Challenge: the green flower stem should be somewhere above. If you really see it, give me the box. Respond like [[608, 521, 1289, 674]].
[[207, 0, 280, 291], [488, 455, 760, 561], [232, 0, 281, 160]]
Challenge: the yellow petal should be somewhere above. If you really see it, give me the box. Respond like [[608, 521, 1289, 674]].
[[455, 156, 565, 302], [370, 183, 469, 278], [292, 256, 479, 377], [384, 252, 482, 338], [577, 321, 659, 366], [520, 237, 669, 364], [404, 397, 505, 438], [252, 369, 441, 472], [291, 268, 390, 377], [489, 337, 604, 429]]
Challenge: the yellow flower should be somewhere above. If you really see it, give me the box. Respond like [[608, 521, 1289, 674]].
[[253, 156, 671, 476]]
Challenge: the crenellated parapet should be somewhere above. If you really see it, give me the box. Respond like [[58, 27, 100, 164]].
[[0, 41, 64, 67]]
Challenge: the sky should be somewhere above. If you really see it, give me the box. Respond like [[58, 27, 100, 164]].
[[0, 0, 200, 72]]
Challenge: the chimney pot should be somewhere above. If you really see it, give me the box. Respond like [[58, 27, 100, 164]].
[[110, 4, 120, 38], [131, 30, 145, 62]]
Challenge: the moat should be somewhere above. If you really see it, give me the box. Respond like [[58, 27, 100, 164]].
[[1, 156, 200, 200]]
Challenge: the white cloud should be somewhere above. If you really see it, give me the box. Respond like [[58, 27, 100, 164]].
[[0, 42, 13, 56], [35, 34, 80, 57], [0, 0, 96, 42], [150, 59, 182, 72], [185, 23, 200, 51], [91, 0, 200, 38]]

* * *

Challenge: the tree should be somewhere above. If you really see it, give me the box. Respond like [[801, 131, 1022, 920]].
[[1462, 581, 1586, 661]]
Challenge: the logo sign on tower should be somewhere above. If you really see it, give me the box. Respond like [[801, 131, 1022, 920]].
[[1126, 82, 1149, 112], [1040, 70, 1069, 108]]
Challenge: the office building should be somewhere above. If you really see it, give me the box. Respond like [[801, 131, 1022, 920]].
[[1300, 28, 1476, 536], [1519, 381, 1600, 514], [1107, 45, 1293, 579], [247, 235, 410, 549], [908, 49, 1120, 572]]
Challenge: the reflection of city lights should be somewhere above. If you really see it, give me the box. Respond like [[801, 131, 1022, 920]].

## Exercise
Word for word, restate the lines above from the line containing "Challenge: the logo" through the line containing "Challenge: the reflection", with both included and nothing else.

## Written answer
Challenge: the logo sign on tower should be somewhere above. If you really see it, give me the box. Respond like [[801, 131, 1022, 920]].
[[1126, 82, 1149, 112], [1040, 70, 1069, 108]]
Challenge: the office building should be somewhere above. If you really see it, give me the box. Respond like [[801, 131, 1022, 920]].
[[1300, 28, 1476, 536], [1519, 381, 1600, 514], [1107, 45, 1293, 579], [247, 235, 410, 549], [908, 49, 1120, 572]]
Challenge: the reflection of city lights should be somewhere above. If you really see it, give me the box. Respond like [[801, 131, 1022, 920]].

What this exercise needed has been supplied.